▶ **DO THIS**
Write out each record below exactly as it appears, with no pictures.

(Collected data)
<<<<

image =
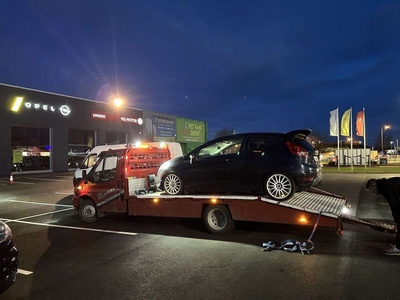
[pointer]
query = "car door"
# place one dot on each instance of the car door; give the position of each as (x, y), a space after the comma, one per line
(105, 183)
(258, 159)
(214, 166)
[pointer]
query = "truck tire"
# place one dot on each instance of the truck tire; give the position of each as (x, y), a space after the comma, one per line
(75, 180)
(173, 184)
(88, 211)
(279, 186)
(218, 219)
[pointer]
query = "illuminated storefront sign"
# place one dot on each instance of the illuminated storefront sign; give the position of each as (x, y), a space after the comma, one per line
(19, 102)
(108, 117)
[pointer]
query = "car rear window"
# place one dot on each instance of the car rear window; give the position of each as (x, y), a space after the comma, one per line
(305, 144)
(261, 143)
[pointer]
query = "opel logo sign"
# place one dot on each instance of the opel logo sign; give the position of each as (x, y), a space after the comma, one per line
(65, 111)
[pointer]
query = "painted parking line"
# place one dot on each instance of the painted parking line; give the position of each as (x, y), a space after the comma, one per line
(46, 179)
(38, 203)
(24, 272)
(16, 182)
(44, 214)
(69, 227)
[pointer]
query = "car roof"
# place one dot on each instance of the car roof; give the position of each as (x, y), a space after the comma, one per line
(299, 133)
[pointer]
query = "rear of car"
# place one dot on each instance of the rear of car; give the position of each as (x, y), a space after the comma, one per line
(307, 171)
(8, 258)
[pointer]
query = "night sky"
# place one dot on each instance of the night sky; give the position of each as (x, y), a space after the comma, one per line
(245, 65)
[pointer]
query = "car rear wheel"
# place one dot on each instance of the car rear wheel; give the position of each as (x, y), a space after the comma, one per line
(279, 186)
(217, 219)
(173, 184)
(88, 211)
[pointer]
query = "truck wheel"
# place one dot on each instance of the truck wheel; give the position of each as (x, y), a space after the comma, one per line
(217, 219)
(173, 184)
(279, 186)
(75, 180)
(88, 211)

>>>>

▶ **SOLUTION TO THE EXERCISE**
image =
[pointer]
query = "car door"
# place one dot on each instance of the car door; give the position of each as (x, y), a space after the comma, one per line
(105, 183)
(258, 159)
(214, 166)
[pointer]
query = "truck tire"
# place one dot on each instance of the truck tire; give the position of each as (x, y), a space after the comma, one per line
(75, 180)
(173, 184)
(88, 211)
(279, 186)
(218, 219)
[pointer]
query = "illuminated storefront sign"
# place one dot on each instance of the illuminated storefront sign; give the position of each as (x, y), a space after the comma, one per line
(19, 102)
(108, 117)
[pointer]
query = "car rear window"
# place one dot on each instance of the car rear window; give the position of each as (x, y), a space after the comma, one per line
(305, 144)
(261, 143)
[pointer]
query = "opel logo sign"
# place one dot on each instance of the opel logo sign; give the position of each as (x, y), a space after the comma, one per line
(65, 111)
[pointer]
query = "painted parking line"
# place one dot on each instance of the painted parking line; give the position of each as (x, y), a space after the comma, one per line
(46, 179)
(38, 203)
(24, 272)
(16, 182)
(44, 214)
(69, 227)
[pointer]
query = "car roof"
# place one dot on each instance of the car roof; give the position of each as (x, y), a space after the comma, one per line
(299, 133)
[pointer]
query = "rear of car"
# place one dot on each instance of the rear of car; give the position of each as (x, y), a space after the comma, one per line
(307, 171)
(8, 258)
[pointer]
query = "night sky"
# place one dot on each instance of the night sky; give the position of each as (x, y), a space after the comma, one per line
(245, 65)
[pointer]
query = "car rear wheel"
# place one dot on each instance of the car rear wheel; give the position of each as (x, y), a space after the comma, one per line
(279, 186)
(217, 219)
(173, 184)
(88, 211)
[pointer]
query = "truck wheel"
# place one dot on each instance of the truck wheel; give the position of each as (x, y), a space after the comma, one per line
(217, 219)
(173, 184)
(279, 186)
(75, 180)
(88, 211)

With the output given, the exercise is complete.